Excerpts from a point labeling dataset »
★ ★ ★ ★
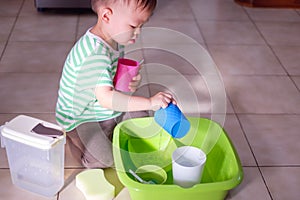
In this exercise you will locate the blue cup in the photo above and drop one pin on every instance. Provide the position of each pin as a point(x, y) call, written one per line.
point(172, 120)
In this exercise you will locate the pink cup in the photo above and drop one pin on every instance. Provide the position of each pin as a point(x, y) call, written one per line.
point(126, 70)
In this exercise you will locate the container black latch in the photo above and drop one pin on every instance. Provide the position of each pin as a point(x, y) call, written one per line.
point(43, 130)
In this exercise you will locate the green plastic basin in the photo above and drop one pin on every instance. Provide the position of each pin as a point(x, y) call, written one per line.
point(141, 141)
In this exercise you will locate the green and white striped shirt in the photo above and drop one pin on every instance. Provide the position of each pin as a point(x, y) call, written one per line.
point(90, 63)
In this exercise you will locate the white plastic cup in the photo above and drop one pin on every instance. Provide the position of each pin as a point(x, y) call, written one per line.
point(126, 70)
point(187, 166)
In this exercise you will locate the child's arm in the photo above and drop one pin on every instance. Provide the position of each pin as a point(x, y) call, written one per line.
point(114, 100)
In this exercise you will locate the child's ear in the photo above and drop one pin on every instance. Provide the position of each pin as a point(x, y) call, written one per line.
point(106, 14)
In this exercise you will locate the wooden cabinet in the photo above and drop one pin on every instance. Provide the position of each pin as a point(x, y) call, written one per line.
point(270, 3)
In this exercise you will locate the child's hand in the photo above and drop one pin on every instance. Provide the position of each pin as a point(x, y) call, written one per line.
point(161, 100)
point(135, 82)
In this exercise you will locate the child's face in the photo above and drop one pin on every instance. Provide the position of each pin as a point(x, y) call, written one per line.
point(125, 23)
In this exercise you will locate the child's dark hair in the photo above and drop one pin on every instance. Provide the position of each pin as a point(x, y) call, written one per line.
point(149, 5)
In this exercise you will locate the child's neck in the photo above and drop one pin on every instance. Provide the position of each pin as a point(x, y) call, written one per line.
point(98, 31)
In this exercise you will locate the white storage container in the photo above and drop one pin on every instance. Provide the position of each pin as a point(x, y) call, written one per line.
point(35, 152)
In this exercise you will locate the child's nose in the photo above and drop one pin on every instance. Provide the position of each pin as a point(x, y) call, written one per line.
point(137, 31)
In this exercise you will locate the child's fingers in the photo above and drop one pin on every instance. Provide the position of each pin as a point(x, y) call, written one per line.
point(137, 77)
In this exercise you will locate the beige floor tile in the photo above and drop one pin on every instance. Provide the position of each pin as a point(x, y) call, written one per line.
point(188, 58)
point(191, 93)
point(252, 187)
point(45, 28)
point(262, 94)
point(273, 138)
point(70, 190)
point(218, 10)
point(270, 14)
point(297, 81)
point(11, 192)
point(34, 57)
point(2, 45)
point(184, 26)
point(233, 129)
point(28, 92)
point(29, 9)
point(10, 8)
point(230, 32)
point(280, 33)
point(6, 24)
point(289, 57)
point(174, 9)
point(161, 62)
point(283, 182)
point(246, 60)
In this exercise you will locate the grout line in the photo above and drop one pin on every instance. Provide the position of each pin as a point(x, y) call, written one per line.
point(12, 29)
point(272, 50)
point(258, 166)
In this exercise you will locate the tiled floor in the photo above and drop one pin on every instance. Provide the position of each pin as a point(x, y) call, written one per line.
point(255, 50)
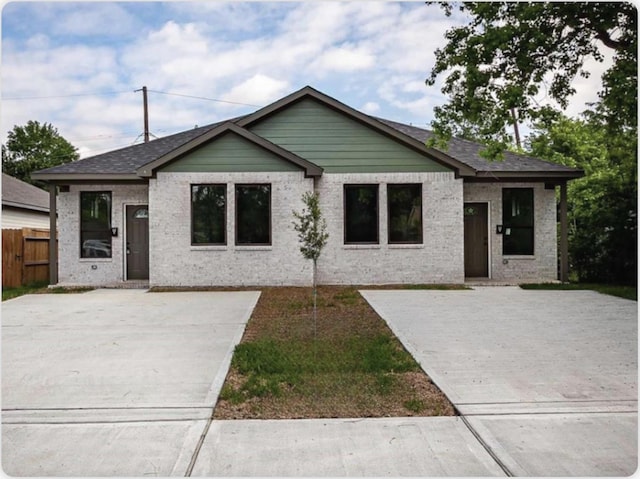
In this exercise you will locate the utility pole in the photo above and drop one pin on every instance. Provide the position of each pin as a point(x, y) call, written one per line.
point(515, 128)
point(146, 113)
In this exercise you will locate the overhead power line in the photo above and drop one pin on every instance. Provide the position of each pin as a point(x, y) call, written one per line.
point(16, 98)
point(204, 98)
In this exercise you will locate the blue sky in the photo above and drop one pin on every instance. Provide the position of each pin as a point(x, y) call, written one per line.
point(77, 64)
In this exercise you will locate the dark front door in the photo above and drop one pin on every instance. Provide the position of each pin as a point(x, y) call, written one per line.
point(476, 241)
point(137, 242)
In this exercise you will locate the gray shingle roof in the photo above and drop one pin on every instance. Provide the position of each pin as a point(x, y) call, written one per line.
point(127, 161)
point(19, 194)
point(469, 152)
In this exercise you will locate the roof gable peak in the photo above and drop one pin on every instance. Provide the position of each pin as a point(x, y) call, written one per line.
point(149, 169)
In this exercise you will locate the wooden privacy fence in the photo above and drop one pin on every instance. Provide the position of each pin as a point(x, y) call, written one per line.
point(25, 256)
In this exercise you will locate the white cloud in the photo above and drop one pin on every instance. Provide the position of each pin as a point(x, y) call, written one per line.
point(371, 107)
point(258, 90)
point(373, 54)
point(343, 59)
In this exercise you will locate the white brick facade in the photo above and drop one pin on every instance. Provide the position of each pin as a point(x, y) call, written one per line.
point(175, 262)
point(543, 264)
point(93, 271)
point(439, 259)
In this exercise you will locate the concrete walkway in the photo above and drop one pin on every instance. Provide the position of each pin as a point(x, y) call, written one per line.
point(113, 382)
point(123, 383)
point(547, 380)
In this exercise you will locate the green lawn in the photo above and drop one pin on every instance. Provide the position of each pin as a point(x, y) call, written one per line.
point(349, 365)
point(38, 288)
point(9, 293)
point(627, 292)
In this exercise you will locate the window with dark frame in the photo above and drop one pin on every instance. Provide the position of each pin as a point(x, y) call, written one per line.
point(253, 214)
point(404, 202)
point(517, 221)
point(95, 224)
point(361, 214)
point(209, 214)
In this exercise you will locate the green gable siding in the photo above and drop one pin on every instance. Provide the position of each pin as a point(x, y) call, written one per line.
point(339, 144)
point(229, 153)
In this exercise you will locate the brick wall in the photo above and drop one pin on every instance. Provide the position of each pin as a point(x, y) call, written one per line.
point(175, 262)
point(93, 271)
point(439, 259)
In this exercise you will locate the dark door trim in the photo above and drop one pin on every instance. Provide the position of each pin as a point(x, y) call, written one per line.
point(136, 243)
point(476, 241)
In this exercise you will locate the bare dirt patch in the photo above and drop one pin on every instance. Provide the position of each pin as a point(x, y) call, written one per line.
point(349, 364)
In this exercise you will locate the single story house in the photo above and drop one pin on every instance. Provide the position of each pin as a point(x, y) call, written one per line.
★ ★ ★ ★
Task » Render every line of the records above as a Markdown table with the columns Row and Line Text, numbering the rows and skipping any blank lines. Do not include the pictures in your answer.

Exercise answer »
| Row | Line Text |
|---|---|
| 1 | In this exercise you will locate the blue cup in the photo above and drop one pin on every instance. Provide the position of each pin as a point(x, y) call, written one per line. |
| 2 | point(172, 120) |
| 3 | In this exercise you will locate the pink cup in the photo above and drop one pin on every instance. Provide the position of each pin as a point(x, y) call, written one per line. |
| 4 | point(126, 70) |
| 5 | In this exercise you will locate the container black latch in the photo above and drop one pin on every instance. Provide the position of each pin as a point(x, y) call, written one per line. |
| 6 | point(43, 130) |
| 7 | In this exercise you will locate the green plastic basin in the photo above and drop one pin on every instance. Provide the position of each pin as a point(x, y) call, written one per line. |
| 8 | point(141, 141) |
| 9 | In this exercise you will locate the green and white striped shirt in the photo above and drop one pin on every instance. Provide the position of each pin as a point(x, y) call, written one per line. |
| 10 | point(90, 63) |
| 11 | In this exercise you will locate the white plastic cup in the photo above and drop one pin on every instance. Provide the position of each pin as a point(x, y) call, written one per line. |
| 12 | point(126, 70) |
| 13 | point(187, 166) |
| 14 | In this exercise you will locate the child's arm in the photo above and drop one pin on every instance. Provide the position of each pin as a point(x, y) call, written one per line. |
| 15 | point(114, 100) |
| 16 | In this exercise you will locate the child's ear in the photo above and drop one pin on every instance. Provide the position of each pin as a point(x, y) call, written one per line. |
| 17 | point(106, 14) |
| 18 | In this exercise you will locate the wooden cabinet in the photo above and drop one pin on every instance. Provide the position of each pin as a point(x, y) call, written one per line. |
| 19 | point(270, 3) |
| 20 | In this exercise you will locate the child's hand in the photo above and drop one pin on every instance. Provide the position of each pin as a point(x, y) call, written one per line. |
| 21 | point(161, 100) |
| 22 | point(135, 82) |
| 23 | In this exercise you will locate the child's face in the photo above and drop one pin on every instance. Provide the position of each pin as a point(x, y) call, written one per line. |
| 24 | point(125, 23) |
| 25 | In this exercise you will locate the child's dark hair in the photo above and drop one pin on every instance. Provide the position of each pin as a point(x, y) call, written one per line. |
| 26 | point(149, 5) |
| 27 | In this exercise you will locate the child's neck in the photo above and drop one pin on every instance. Provide the position of each pin as a point(x, y) call, written one per line. |
| 28 | point(98, 31) |
| 29 | In this exercise you will locate the white storage container in the photo above and drop one pin on every instance. Provide the position of each pin as a point(x, y) call, written one per line. |
| 30 | point(35, 152) |
| 31 | In this exercise you will locate the child's nose in the photo above and drop one pin on every instance. Provide the position of each pin as a point(x, y) call, written one per line. |
| 32 | point(137, 31) |
| 33 | In this exercise you will locate the child's fingers in the photo above and drop one pin on every instance. Provide the position of each pin as a point(x, y) call, written one per line. |
| 34 | point(137, 77) |
| 35 | In this exercise you will locate the beige floor tile in the photo above and drop one pin on every instance. Provide the position of each pin as a point(x, y) call, written one per line. |
| 36 | point(188, 58) |
| 37 | point(191, 93) |
| 38 | point(252, 187) |
| 39 | point(45, 28) |
| 40 | point(262, 94) |
| 41 | point(273, 138) |
| 42 | point(70, 190) |
| 43 | point(218, 10) |
| 44 | point(270, 14) |
| 45 | point(297, 81) |
| 46 | point(11, 192) |
| 47 | point(34, 57) |
| 48 | point(2, 45) |
| 49 | point(184, 26) |
| 50 | point(233, 129) |
| 51 | point(28, 92) |
| 52 | point(29, 9) |
| 53 | point(10, 8) |
| 54 | point(230, 32) |
| 55 | point(280, 33) |
| 56 | point(6, 24) |
| 57 | point(289, 57) |
| 58 | point(174, 9) |
| 59 | point(161, 62) |
| 60 | point(283, 182) |
| 61 | point(246, 60) |
| 62 | In this exercise you will locate the grout line in the photo above and drop one pin on every instance. Provide the position of each pin as a point(x, y) call, written one per line. |
| 63 | point(12, 29) |
| 64 | point(272, 50) |
| 65 | point(258, 166) |
| 66 | In this exercise you will locate the tiled floor in the photo above and drop one pin on every instance. Provide the position of each pin as a point(x, y) call, written one per line. |
| 67 | point(255, 50) |
| 68 | In this exercise you will locate the utility pole in the photo above and drop one pin on every instance. Provide the position of each pin as a point(x, y) call, written one per line. |
| 69 | point(515, 128) |
| 70 | point(146, 113) |
| 71 | In this exercise you will locate the overhead power line in the photo above and drop one pin on every instance. Provide the position of each pin as a point(x, y) call, written one per line. |
| 72 | point(16, 98) |
| 73 | point(204, 98) |
| 74 | In this exercise you will locate the blue sky in the photo above and drop one pin on every instance. Provide the position of each pin as a point(x, y) call, written one per line. |
| 75 | point(77, 64) |
| 76 | In this exercise you will locate the dark front door in the photo above and drop one pin on every instance. Provide the position of each pin as a point(x, y) call, written one per line. |
| 77 | point(476, 241) |
| 78 | point(137, 242) |
| 79 | In this exercise you will locate the gray shingle roof in the photo above and drop one pin on every instance. Provide the position of each pin as a point(x, y) call, written one per line. |
| 80 | point(127, 161) |
| 81 | point(19, 194) |
| 82 | point(469, 152) |
| 83 | In this exercise you will locate the roof gable peak in the photo above and drop one pin on every instance. Provide the position of each pin as a point(x, y) call, written one per line. |
| 84 | point(149, 169) |
| 85 | In this exercise you will locate the wooden privacy fence in the photo above and drop one pin on every instance. Provide the position of each pin as a point(x, y) call, written one per line. |
| 86 | point(25, 256) |
| 87 | In this exercise you will locate the white cloud in the photo above and drop one pin on every instance. Provide the position of each pin as a point(x, y) call, written one per line. |
| 88 | point(371, 107) |
| 89 | point(258, 90) |
| 90 | point(373, 54) |
| 91 | point(343, 59) |
| 92 | In this exercise you will locate the white brick facade in the photo above and drop one pin on every instance. Provide the position of each pin as a point(x, y) call, written one per line. |
| 93 | point(175, 262) |
| 94 | point(543, 264) |
| 95 | point(93, 271) |
| 96 | point(439, 259) |
| 97 | In this exercise you will locate the concrete walkway in the photo above and drop one pin on every instance. Provide the position of each pin as a point(x, y) call, written one per line. |
| 98 | point(113, 382) |
| 99 | point(123, 383) |
| 100 | point(547, 380) |
| 101 | In this exercise you will locate the green lawn in the photo above and drop one pin on every instance. Provide the position of each pin as a point(x, y) call, written one per line. |
| 102 | point(349, 365) |
| 103 | point(38, 288) |
| 104 | point(9, 293) |
| 105 | point(627, 292) |
| 106 | In this exercise you will locate the window with dark frame in the photo above and drop one pin on every instance. Provide the position of each pin as a point(x, y) call, written one per line. |
| 107 | point(253, 214) |
| 108 | point(404, 202) |
| 109 | point(517, 221) |
| 110 | point(95, 224) |
| 111 | point(361, 214) |
| 112 | point(209, 214) |
| 113 | In this exercise you will locate the green gable siding in the photo above and drop one pin on every instance. Provide the position of each pin as a point(x, y) call, written one per line. |
| 114 | point(339, 144) |
| 115 | point(229, 153) |
| 116 | In this exercise you will locate the brick wall in the photo above and drop one pin on every instance. Provide the position of each pin as a point(x, y) call, written one per line. |
| 117 | point(175, 262) |
| 118 | point(93, 271) |
| 119 | point(439, 259) |
| 120 | In this exercise you will locate the dark door trim in the photo above and drop one pin on every instance. Provide the position of each pin as a point(x, y) call, written one per line. |
| 121 | point(136, 243) |
| 122 | point(476, 241) |
| 123 | In this exercise you will locate the bare dirt patch in the photo above and drop one pin on every instance. Provide the position of each pin as a point(x, y) call, written one per line. |
| 124 | point(349, 364) |
| 125 | In this exercise you will locate the single story house in the photo above and drop one pin on every instance. Provide the position of each pin as a point(x, y) call, written one per line. |